## Task description
Duplicate each of the records below line for line, leaving out any pictures.

## Detection annotation records
## start

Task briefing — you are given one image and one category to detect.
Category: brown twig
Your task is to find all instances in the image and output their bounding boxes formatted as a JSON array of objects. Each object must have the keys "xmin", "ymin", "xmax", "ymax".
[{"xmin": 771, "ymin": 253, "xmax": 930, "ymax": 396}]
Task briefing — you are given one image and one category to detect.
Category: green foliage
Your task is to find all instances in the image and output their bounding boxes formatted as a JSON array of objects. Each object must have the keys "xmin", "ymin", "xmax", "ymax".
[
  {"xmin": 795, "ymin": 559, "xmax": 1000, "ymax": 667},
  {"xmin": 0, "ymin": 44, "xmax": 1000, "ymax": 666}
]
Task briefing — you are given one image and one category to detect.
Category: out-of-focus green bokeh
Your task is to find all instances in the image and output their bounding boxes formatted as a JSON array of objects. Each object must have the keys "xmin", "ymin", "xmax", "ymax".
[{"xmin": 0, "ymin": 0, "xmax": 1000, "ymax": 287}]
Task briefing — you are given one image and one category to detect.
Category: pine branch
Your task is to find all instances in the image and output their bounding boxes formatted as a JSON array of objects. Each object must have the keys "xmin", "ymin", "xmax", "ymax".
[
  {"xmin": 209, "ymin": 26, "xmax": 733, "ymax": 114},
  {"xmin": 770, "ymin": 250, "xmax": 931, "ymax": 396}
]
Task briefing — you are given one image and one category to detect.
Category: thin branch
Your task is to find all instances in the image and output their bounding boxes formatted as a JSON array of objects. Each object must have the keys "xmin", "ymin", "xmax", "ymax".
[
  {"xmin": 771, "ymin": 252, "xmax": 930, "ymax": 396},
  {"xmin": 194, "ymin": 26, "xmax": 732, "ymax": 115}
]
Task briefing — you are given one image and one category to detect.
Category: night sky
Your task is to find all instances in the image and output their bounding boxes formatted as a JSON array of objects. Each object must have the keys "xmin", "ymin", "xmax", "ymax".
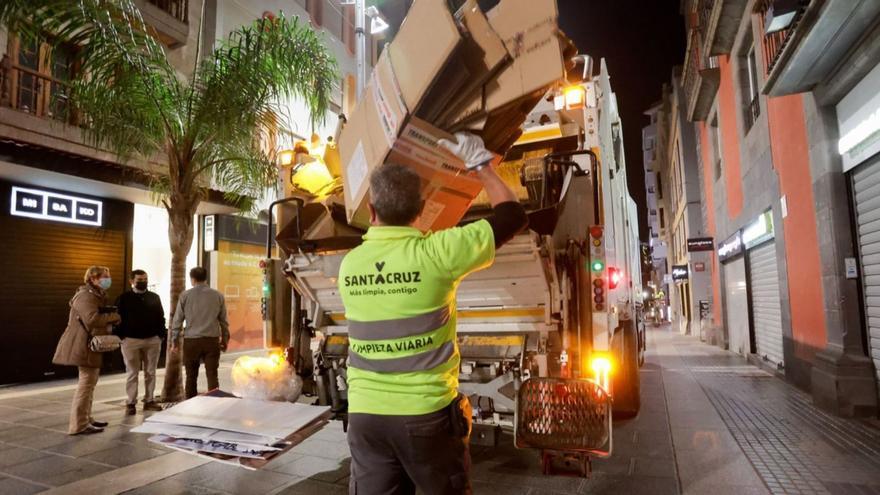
[{"xmin": 558, "ymin": 0, "xmax": 686, "ymax": 240}]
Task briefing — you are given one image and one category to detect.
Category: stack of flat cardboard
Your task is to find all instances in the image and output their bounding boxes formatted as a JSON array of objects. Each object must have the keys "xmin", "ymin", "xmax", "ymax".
[
  {"xmin": 131, "ymin": 391, "xmax": 330, "ymax": 470},
  {"xmin": 339, "ymin": 0, "xmax": 574, "ymax": 231}
]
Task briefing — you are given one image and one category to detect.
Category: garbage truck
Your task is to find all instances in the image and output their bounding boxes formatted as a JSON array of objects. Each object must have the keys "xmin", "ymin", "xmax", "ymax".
[{"xmin": 263, "ymin": 55, "xmax": 645, "ymax": 475}]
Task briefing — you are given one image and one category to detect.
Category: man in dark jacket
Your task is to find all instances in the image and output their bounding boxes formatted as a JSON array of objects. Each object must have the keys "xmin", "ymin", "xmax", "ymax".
[{"xmin": 116, "ymin": 270, "xmax": 165, "ymax": 415}]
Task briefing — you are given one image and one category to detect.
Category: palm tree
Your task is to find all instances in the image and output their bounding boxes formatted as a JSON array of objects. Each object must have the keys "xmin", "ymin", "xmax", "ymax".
[{"xmin": 0, "ymin": 0, "xmax": 337, "ymax": 401}]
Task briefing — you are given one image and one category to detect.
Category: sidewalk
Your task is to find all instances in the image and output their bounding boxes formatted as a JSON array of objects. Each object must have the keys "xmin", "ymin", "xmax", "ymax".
[{"xmin": 0, "ymin": 328, "xmax": 880, "ymax": 495}]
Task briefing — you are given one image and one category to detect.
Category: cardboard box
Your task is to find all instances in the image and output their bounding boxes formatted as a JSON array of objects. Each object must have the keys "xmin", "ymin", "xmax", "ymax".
[
  {"xmin": 339, "ymin": 0, "xmax": 563, "ymax": 231},
  {"xmin": 485, "ymin": 0, "xmax": 565, "ymax": 112}
]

## end

## The completed task
Task briefing — you are given one image and one category to detect.
Category: brown twig
Your task is to find all instances in the image and output their bounding boxes formatted as a JSON array of objects. Each object must have the keys "xmin", "ymin", "xmax", "ymax".
[{"xmin": 771, "ymin": 253, "xmax": 930, "ymax": 396}]
Task briefing — you are given one image and one category to detect.
Category: green foliage
Your task is to find all instances in the image and output their bounding boxes formatted as a JSON array of objects. Each object must have the keys "xmin", "ymin", "xmax", "ymax".
[
  {"xmin": 795, "ymin": 559, "xmax": 1000, "ymax": 667},
  {"xmin": 0, "ymin": 44, "xmax": 1000, "ymax": 666}
]
Task briefing — you are given one image and one category to detect.
Category: out-of-focus green bokeh
Your task is to find all instances in the image and output their bounding boxes formatted as a JSON array of objects. Each object must have the keys "xmin", "ymin", "xmax", "ymax".
[{"xmin": 0, "ymin": 0, "xmax": 1000, "ymax": 287}]
Task briefing — you are given one image and one category to detect.
Category: pine branch
Your task is to find all instances in the image and output their bounding boxes formatted as a JSON array of objects. Each object must have the keys "xmin", "ymin", "xmax", "ymax".
[
  {"xmin": 209, "ymin": 26, "xmax": 733, "ymax": 114},
  {"xmin": 770, "ymin": 250, "xmax": 931, "ymax": 396}
]
Task briefing — you are given one image and one category to detect.
Category: thin branch
Your task is to find all instances in the image and output their bounding boxes formatted as a JSON array of objects. Each object must have the keys "xmin", "ymin", "xmax", "ymax".
[
  {"xmin": 771, "ymin": 252, "xmax": 930, "ymax": 396},
  {"xmin": 194, "ymin": 26, "xmax": 732, "ymax": 115}
]
Task briefing — you are given one image and one category to detect.
Category: night sky
Your task is to find all instances in the image and output their bounding boxes formatted as a JSON array of objects. Each object must have the keys "xmin", "ymin", "xmax", "ymax".
[{"xmin": 558, "ymin": 0, "xmax": 686, "ymax": 240}]
Task briefing — you are given one image and one category to detect.
Category: stack of flat cardboard
Your task is to find all instances in the image and output their bounding boxes formatted as a JSON array of objects. Each object must have the keys "xmin", "ymin", "xmax", "ymax".
[
  {"xmin": 131, "ymin": 391, "xmax": 330, "ymax": 470},
  {"xmin": 339, "ymin": 0, "xmax": 574, "ymax": 231}
]
Task briefing — you are given one image and one category to detect.
Category: garbage truck
Your task is to find all instances in the image and output their bounding boxes formatted as a JSON array of objects. Each object must have the keys "xmin", "ymin", "xmax", "ymax".
[{"xmin": 263, "ymin": 55, "xmax": 645, "ymax": 475}]
Task briefing — you are given one image and one category to detect.
Category: man in dark jacket
Your task is to find all instances in the image and output their bounding boxes formatted as a JSON array of objects. Each object must have the keys "xmin", "ymin", "xmax", "ymax".
[{"xmin": 116, "ymin": 270, "xmax": 165, "ymax": 415}]
Task briefing — you are given one image and one category to detect.
Category: palm tree
Your task is to find all instances in the image and output their bounding boxes formatted as a JSON array of objects. Each object must have the keys "xmin", "ymin", "xmax", "ymax".
[{"xmin": 0, "ymin": 0, "xmax": 337, "ymax": 401}]
Task briefing — you are given one image and one category to detect.
Category: sidewalk
Your task is to find all instances in the image and output their bounding boxes formatted as a JSON array of objects. Each object must have the keys "xmin", "ymin", "xmax", "ymax".
[{"xmin": 0, "ymin": 328, "xmax": 880, "ymax": 495}]
Task briefing — you are given one image and one category to detect.
Category: cardboard box
Your task is to find all instances in the image and output their bounding boxes formatted as a JSON array of objects. Each object must have the keys "xmin", "ymin", "xmax", "ymax".
[
  {"xmin": 339, "ymin": 0, "xmax": 563, "ymax": 231},
  {"xmin": 485, "ymin": 0, "xmax": 565, "ymax": 112}
]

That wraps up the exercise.